TASK INSTRUCTIONS. Quote the passage of the forum thread below on sorting pandas data frames in a loop, starting with "for data in" and going on through "logic behind this?".

SELECTED TEXT.
---

0

It is a relatively simple problem that is driving me crazy;

When I try to sort two data frames below df1 and df2 in a for loop, it doesn't give any error. However, when I print them, they are not sorted at all.

d={"a":[1,6,2,4,3],
   "b":[1,2,3,4,5]}

k={"a":[7,12,8,11,9],
   "d":[1,2,3,4,5]}

df1=pd.DataFrame(d)

df2=pd.DataFrame(k)

all_data=[df1,df2]

for data in all_data:
    data=data.sort_values(by=["a"])

But, when you add inplace parameter, it saves the change. I thought using inplace=True parameter and assigning to the "data" variable was equivalent. Can you help me understand the logic behind this?

  • "I thought using inplace=True parameter and assigning to the "data" variable was equivalent." No, it isn't. One mutates the object, so all other references to the object will see the change. The other creates a new object and assigns it to the variable. They are effectively the same if that variable is the only reference to the object, but in this case it isn't (the objects are being referenced by the list, which is what you actually want to change). – juanpa.arrivillaga May 07 '20 at 17:34
  • I know this is the answer and I know you said it as clear as possible. However, I am still having difficulty understanding it. Can you tell at least which one mutates and which one creates new variable? Also what are the two references that are confused ? I appreciate it! – Kamuran T. May 07 '20 at 21:13
  • Neither of them "create a new variable". When you use `inplace=True` then `.sort_values ` *mutates* the dataframe object it was called on. If you don't, it *returns a new dataframe object*. Again, it's very important to understand, *no new variables are created*, but *new objects are created*. Of course, if *you* create a new variable, `x = whatever; new_x = x.something()` then a new variable is created, but that is not directly related – juanpa.arrivillaga May 07 '20 at 21:14

0 Answers0

---

DATA SUPPLIED.

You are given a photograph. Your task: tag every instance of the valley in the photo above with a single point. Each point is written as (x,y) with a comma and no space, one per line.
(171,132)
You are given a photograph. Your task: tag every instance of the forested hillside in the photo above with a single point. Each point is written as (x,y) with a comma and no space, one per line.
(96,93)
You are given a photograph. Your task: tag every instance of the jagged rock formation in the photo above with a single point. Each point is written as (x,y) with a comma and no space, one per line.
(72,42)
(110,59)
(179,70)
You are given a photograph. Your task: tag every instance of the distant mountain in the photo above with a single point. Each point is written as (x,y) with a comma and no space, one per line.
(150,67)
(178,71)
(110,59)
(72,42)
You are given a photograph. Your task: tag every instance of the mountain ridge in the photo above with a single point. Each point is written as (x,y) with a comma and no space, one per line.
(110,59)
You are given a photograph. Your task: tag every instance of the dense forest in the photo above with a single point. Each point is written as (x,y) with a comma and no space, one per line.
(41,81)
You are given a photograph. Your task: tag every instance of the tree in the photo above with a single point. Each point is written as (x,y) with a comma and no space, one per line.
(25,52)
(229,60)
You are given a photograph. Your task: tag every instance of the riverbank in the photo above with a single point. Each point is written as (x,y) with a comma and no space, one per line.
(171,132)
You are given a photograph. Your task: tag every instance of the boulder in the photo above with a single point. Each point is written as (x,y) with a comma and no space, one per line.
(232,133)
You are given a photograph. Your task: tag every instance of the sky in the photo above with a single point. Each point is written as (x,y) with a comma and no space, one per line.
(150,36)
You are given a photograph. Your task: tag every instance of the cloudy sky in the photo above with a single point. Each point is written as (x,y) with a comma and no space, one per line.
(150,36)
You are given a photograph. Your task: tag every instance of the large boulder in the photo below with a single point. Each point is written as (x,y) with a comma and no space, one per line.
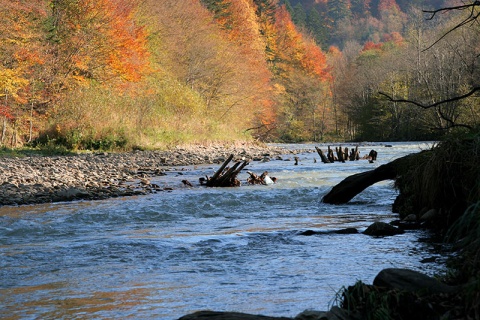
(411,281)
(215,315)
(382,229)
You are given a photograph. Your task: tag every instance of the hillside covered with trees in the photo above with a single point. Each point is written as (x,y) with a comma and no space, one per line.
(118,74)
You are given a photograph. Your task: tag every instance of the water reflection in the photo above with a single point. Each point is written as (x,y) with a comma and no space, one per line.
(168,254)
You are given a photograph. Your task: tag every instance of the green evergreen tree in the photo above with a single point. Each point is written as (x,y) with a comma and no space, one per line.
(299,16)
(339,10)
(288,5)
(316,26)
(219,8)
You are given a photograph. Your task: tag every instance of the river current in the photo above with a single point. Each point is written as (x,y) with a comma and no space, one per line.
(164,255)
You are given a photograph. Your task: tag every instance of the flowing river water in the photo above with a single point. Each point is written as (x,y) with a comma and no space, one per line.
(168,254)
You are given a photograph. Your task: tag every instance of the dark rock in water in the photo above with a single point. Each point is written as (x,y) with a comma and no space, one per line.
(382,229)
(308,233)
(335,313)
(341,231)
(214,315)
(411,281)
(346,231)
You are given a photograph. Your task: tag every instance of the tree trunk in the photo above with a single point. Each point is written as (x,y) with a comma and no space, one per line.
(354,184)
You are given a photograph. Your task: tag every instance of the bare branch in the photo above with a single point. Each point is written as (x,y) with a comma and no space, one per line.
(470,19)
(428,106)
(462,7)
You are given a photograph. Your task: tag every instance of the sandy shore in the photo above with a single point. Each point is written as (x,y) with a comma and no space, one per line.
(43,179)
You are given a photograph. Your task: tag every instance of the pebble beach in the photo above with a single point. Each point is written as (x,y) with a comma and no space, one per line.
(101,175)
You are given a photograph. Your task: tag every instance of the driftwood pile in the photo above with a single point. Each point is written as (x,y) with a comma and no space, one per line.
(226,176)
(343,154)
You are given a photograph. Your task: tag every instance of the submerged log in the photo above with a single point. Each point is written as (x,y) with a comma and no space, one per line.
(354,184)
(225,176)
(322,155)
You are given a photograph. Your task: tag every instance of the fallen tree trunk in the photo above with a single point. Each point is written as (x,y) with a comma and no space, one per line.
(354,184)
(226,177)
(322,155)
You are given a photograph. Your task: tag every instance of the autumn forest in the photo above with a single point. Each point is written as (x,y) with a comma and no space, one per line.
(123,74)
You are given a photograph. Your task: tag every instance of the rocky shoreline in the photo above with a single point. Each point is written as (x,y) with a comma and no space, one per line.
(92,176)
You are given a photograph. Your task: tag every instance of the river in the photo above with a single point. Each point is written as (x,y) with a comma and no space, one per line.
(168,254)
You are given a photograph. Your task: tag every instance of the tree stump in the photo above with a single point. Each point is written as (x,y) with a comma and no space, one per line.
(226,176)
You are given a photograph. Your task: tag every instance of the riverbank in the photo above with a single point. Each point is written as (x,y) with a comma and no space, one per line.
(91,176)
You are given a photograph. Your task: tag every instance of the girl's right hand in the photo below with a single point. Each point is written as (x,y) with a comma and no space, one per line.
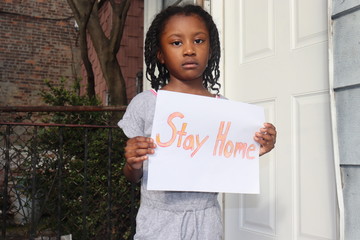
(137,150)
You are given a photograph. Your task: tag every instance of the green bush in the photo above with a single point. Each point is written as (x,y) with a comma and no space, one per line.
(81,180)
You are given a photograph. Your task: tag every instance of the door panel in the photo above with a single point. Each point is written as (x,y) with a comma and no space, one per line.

---

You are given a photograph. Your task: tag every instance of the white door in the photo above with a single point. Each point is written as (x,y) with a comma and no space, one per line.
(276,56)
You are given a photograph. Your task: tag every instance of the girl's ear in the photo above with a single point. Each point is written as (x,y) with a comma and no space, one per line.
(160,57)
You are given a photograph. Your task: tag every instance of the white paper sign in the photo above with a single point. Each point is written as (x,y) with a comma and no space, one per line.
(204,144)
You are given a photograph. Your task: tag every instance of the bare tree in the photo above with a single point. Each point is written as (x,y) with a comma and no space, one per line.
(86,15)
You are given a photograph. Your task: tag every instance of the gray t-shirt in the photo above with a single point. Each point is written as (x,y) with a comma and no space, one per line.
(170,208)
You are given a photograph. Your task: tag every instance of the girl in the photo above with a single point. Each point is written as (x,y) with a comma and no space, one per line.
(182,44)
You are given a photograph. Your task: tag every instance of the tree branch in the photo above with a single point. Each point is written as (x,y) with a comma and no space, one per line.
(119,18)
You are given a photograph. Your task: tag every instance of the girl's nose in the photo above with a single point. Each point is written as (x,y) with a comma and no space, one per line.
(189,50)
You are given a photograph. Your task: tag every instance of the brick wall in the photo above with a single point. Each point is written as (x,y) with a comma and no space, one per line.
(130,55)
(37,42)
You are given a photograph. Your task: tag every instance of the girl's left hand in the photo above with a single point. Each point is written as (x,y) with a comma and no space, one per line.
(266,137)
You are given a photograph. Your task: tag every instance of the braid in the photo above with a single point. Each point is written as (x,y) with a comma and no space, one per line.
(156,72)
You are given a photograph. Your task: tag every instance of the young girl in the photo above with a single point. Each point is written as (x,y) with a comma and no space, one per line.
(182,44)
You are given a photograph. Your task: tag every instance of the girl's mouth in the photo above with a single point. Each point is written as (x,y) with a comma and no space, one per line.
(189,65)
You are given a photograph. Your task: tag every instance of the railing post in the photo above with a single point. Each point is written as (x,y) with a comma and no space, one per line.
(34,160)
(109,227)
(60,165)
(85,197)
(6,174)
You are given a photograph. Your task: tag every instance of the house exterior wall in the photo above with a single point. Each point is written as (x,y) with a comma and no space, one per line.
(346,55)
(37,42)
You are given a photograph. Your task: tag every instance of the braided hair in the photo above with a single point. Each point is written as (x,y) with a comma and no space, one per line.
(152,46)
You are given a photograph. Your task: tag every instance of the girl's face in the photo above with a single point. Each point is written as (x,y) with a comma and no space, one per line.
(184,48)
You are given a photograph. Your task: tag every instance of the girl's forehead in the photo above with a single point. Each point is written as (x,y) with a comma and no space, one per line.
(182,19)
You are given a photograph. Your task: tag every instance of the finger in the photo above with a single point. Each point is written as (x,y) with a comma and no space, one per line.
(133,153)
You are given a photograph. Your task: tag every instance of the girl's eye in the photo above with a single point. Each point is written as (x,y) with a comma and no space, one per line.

---

REPLY TO THE EXERCISE.
for data in all_data:
    data=data.sort_values(by=["a"])

But, when you add inplace parameter, it saves the change. I thought using inplace=True parameter and assigning to the "data" variable was equivalent. Can you help me understand the logic behind this?